Reproduce unchanged the stretch of items from the line containing "the **orange traffic cone**?" through the last line of the items.
⟨
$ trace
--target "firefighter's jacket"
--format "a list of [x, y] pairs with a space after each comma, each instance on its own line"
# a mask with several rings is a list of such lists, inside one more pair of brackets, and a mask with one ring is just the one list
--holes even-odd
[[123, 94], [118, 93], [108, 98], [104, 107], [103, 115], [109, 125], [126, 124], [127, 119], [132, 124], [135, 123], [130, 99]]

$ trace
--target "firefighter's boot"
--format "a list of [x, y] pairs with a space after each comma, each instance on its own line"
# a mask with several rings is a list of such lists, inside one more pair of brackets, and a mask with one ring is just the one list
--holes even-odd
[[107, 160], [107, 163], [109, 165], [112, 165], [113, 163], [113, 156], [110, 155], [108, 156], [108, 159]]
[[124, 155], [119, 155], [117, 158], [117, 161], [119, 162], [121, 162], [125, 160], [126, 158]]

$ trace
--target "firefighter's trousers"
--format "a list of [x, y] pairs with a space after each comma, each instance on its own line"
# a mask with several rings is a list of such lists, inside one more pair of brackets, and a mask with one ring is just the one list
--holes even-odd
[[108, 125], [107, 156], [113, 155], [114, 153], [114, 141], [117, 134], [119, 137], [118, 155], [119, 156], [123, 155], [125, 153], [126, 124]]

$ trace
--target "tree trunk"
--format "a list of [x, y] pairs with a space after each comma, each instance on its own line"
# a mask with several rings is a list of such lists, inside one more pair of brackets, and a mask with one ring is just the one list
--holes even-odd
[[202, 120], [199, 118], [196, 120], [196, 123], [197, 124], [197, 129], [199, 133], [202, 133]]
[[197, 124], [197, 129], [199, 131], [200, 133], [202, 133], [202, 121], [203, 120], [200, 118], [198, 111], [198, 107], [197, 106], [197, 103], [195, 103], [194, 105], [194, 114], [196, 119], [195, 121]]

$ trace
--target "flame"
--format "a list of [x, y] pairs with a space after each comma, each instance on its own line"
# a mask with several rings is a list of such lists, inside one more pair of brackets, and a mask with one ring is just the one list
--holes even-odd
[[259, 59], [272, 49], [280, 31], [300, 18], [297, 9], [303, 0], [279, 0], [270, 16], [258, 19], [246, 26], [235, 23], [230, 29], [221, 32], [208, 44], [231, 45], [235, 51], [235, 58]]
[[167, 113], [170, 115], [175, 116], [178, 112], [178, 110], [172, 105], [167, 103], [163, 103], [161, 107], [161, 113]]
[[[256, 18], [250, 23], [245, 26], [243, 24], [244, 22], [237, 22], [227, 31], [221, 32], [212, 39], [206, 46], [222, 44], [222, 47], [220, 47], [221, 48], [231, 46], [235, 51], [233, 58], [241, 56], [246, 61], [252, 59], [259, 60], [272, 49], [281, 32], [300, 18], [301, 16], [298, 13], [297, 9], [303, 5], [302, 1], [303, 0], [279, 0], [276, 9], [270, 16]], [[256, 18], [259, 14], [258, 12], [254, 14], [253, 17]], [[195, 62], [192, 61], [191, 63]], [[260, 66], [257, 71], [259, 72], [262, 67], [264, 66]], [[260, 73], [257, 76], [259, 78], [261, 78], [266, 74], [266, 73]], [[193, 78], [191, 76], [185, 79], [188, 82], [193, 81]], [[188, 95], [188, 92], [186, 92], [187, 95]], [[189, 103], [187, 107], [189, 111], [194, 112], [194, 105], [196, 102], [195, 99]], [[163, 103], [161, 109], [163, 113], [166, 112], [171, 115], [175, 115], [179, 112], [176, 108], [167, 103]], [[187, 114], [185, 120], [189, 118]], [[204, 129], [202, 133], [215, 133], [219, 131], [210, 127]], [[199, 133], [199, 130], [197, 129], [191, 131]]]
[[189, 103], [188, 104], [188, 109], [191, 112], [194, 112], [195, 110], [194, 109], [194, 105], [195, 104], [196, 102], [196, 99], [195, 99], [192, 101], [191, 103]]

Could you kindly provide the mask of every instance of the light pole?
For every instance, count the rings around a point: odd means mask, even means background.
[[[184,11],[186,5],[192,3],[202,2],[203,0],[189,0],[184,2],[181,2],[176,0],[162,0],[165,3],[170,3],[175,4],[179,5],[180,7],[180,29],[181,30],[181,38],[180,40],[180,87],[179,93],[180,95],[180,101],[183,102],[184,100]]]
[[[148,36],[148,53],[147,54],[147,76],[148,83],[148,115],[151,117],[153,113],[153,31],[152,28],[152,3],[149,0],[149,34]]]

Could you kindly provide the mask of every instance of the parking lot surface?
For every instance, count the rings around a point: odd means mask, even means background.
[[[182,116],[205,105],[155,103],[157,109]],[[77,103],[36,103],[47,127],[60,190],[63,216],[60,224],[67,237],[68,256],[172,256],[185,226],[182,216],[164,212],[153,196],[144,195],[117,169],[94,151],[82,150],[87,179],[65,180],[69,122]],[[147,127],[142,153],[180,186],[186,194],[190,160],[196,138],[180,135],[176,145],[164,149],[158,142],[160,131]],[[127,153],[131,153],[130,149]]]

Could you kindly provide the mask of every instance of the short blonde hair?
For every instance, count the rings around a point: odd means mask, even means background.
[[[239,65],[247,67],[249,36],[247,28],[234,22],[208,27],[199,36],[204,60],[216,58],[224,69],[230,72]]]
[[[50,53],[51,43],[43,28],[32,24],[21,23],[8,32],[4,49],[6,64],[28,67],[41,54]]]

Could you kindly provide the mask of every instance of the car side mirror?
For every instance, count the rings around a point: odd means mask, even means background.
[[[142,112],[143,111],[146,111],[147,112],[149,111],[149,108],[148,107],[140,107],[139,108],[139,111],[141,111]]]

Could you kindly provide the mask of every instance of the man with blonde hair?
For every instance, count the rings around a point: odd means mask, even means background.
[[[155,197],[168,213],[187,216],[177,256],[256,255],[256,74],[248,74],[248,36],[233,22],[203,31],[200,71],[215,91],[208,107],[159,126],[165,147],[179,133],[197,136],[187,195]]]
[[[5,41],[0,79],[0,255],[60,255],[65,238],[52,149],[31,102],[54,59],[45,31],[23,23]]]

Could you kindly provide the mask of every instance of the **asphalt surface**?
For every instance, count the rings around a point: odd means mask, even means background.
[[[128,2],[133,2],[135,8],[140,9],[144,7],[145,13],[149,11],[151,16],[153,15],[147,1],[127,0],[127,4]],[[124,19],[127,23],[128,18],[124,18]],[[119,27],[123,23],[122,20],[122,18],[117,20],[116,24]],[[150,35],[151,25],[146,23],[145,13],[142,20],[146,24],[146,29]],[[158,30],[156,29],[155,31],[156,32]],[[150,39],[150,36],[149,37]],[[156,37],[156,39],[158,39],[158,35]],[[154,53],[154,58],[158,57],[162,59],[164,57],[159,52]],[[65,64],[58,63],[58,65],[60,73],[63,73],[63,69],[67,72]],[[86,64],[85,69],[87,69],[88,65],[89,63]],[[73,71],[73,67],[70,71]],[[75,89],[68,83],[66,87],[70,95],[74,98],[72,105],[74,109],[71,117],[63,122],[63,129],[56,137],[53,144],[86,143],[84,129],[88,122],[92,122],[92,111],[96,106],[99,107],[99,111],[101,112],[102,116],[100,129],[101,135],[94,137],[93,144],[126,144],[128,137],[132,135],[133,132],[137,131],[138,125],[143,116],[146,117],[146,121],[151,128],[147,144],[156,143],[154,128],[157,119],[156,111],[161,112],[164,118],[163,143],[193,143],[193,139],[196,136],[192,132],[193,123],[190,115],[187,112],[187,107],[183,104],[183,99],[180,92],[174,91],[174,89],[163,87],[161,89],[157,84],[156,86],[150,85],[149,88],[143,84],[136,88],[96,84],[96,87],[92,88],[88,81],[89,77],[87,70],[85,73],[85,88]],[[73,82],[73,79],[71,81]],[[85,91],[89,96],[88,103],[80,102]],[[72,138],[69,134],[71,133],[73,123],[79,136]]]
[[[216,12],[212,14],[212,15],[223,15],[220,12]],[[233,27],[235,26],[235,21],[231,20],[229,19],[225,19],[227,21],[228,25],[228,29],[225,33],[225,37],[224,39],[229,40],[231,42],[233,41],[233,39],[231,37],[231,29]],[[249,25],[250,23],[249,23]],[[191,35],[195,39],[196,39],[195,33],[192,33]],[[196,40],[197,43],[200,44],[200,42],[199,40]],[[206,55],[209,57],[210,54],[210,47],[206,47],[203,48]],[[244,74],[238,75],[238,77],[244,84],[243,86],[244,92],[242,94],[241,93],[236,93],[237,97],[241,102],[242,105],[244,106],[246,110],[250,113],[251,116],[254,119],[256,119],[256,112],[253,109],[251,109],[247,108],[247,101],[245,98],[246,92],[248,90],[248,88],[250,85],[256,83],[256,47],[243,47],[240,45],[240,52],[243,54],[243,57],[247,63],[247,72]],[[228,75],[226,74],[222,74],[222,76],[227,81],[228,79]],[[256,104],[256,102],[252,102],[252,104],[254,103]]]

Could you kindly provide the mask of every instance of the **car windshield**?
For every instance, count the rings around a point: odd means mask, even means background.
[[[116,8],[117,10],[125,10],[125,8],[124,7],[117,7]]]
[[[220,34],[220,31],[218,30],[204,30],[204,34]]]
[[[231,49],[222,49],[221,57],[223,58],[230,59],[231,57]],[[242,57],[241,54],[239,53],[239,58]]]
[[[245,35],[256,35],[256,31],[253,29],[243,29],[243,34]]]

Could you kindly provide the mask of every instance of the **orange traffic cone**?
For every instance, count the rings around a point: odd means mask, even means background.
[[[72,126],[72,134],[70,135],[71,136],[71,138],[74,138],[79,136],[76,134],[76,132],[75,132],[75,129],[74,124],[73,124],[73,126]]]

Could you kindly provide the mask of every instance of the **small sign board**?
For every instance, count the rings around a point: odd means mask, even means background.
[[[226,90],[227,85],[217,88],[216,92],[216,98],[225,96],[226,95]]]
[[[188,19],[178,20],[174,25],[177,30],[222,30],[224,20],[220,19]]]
⟩
Output for this exercise:
Could you kindly provide the mask of every instance of the **orange traffic cone**?
For every instance, count the rings around a point: odd means mask, even means background.
[[[72,126],[72,134],[70,135],[71,136],[71,138],[74,138],[79,136],[76,134],[76,132],[75,132],[75,129],[74,124],[73,124],[73,126]]]

Could you kindly provide the mask of every instance of the **small sign board**?
For every instance, count the rings around a point: odd means mask, even means background.
[[[226,90],[227,85],[217,88],[216,92],[216,98],[225,96],[226,95]]]
[[[188,19],[178,20],[174,25],[177,30],[222,30],[224,20],[220,19]]]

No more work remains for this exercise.